*Direction*: Rewrite the data below, swapping "innermost point" for "most central point" wherever it appears and leaving every other line and word as it is.

## begin

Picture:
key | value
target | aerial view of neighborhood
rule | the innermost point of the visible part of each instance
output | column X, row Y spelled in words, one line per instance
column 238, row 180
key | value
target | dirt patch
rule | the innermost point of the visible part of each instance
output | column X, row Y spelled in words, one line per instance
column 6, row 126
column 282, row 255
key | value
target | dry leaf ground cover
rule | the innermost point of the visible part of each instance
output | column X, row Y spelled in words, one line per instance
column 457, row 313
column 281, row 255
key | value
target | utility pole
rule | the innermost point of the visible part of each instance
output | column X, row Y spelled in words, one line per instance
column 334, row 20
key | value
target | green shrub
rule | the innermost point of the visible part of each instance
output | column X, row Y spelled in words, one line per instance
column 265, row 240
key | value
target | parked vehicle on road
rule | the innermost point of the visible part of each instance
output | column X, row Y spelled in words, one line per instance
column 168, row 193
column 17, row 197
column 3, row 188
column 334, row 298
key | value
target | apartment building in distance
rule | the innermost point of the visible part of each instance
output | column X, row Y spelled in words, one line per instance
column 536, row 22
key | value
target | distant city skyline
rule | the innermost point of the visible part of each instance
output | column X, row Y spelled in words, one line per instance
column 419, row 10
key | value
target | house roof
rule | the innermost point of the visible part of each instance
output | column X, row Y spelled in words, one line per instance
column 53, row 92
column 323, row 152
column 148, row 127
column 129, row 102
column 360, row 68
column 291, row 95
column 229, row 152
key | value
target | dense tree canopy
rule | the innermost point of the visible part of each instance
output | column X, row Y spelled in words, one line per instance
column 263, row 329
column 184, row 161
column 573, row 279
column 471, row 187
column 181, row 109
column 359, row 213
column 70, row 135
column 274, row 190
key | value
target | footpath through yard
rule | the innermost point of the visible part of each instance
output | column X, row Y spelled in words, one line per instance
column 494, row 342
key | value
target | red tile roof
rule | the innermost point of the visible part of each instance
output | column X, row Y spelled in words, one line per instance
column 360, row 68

## end

*Full solution*:
Picture:
key | value
target | aerial view of neighborhood
rule | the most central point of the visible part of each instance
output | column X, row Y spelled in words, one line per instance
column 238, row 180
key | value
target | dirt patch
rule | the most central point of the visible part of each instance
output | column X, row Y spelled in words, one line per instance
column 6, row 126
column 282, row 255
key | value
target | dry leaf ground cover
rule | the most central point of the visible part of each instance
output | column X, row Y spelled in words, one line per instance
column 457, row 313
column 281, row 255
key | value
target | utility pole
rule | the most central point of the visible part of each instance
output | column X, row Y spelled in words, one line per instance
column 334, row 20
key | value
target | green shrub
rule | the most central point of the visible part of each instance
output | column X, row Y spelled in words, one line per instance
column 265, row 240
key | value
target | parked vehicle on road
rule | the most central point of the visible part of each instance
output | column X, row Y spelled in words, one line per instance
column 168, row 193
column 17, row 197
column 3, row 188
column 334, row 298
key | value
target | apartment building in distance
rule | the most central point of the visible part of each instance
output | column X, row Y spelled in words, one line per instance
column 536, row 22
key | value
target | distant city skyline
rule | the most central point of the visible part of each instance
output | column X, row Y spelled in words, one line per instance
column 419, row 10
key | value
target | house roof
rule | the most central point of the visible part of each instance
output | column X, row Y spelled in words, one line per instance
column 53, row 92
column 323, row 152
column 148, row 127
column 129, row 102
column 360, row 68
column 291, row 95
column 229, row 152
key | value
target | dense tree canopy
rule | the most central point of the visible part of each instance
output | column X, row Y spelled in words, one line per instance
column 263, row 329
column 184, row 161
column 573, row 279
column 471, row 187
column 181, row 109
column 359, row 213
column 70, row 135
column 274, row 190
key | value
target | footpath through yard
rule | the most central point of the visible part of each instance
output | column X, row Y spelled in words, one line per instance
column 494, row 342
key | value
target | red tile roof
rule | the most central point of the visible part of each instance
output | column X, row Y spelled in words, one line per instance
column 360, row 68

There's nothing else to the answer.